►

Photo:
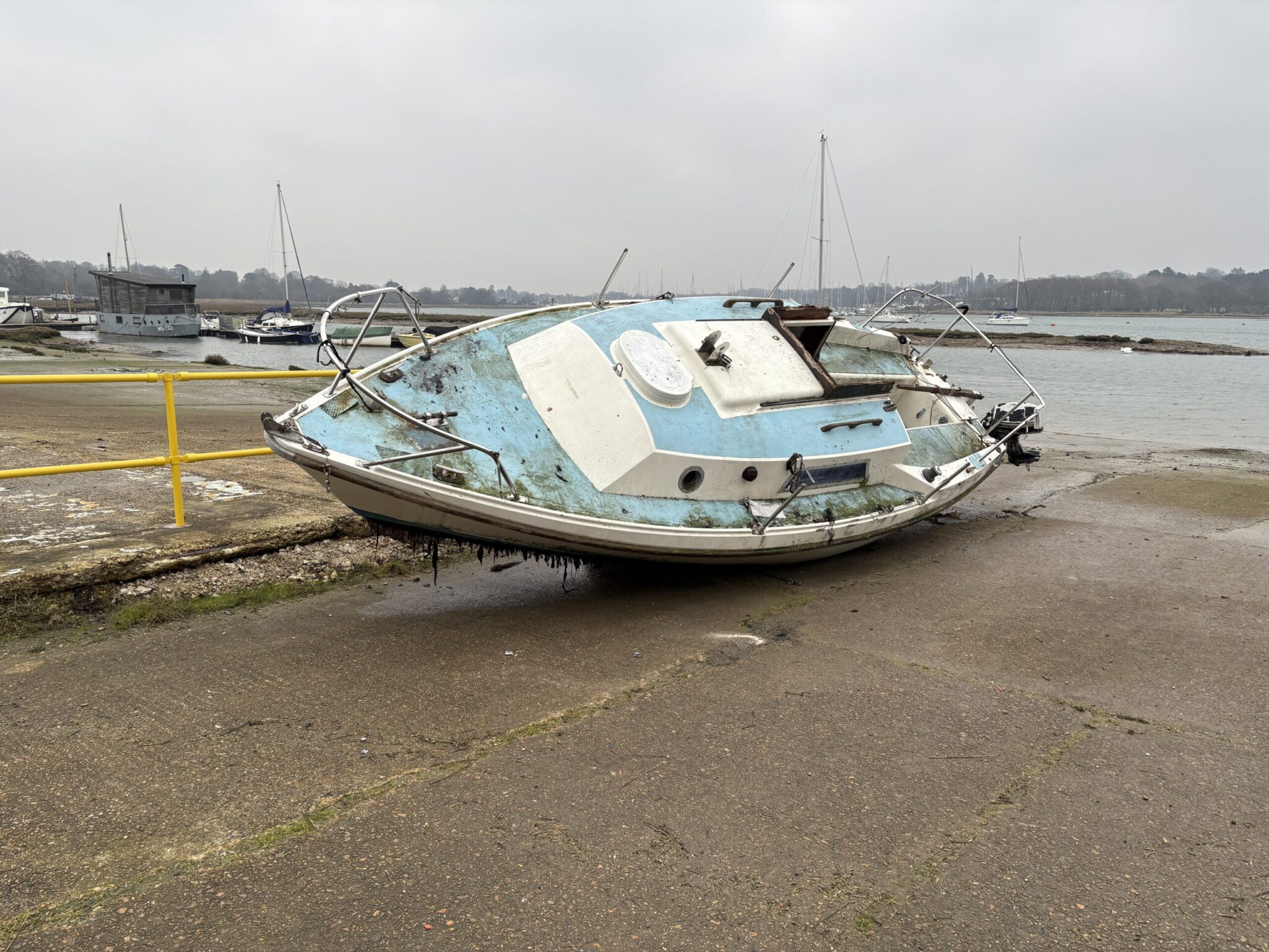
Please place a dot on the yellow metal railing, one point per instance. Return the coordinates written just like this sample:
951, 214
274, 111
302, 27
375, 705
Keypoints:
174, 457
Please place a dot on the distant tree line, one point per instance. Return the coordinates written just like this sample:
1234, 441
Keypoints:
26, 276
1211, 291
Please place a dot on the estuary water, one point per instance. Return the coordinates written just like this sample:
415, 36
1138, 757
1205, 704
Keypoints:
1183, 399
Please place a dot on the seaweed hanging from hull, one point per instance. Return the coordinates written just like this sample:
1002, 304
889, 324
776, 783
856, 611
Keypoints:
429, 542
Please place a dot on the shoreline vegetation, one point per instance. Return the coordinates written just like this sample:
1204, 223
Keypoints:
1212, 291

◄

What you should do. Transcribe the listing exactly; omit all images.

Your solution.
Photo:
Please place a dot on the yellow metal railing, one point per instance. Return the coordinates written just like this sample:
951, 214
274, 111
302, 27
375, 705
Keypoints:
174, 457
Please place a dot on the distant tree line, one point per instance. Return the coordinates written just like this sample:
1234, 441
Keypoints:
26, 276
1211, 291
Please place a dot on the estuary water, one point per instance. Return the coordinates written just like this sample:
415, 36
1138, 757
1205, 704
Keypoints:
1183, 399
Please place a dot on the seaweed hanging from hull, one point per instance. Return the coordinates written just like this sample:
1002, 304
889, 324
776, 783
856, 611
Keypoints:
429, 542
Please place a dot on the shoreline vegetation, one point per instance. Return the coordinates written just like this sample:
1204, 223
Keypoints:
1212, 291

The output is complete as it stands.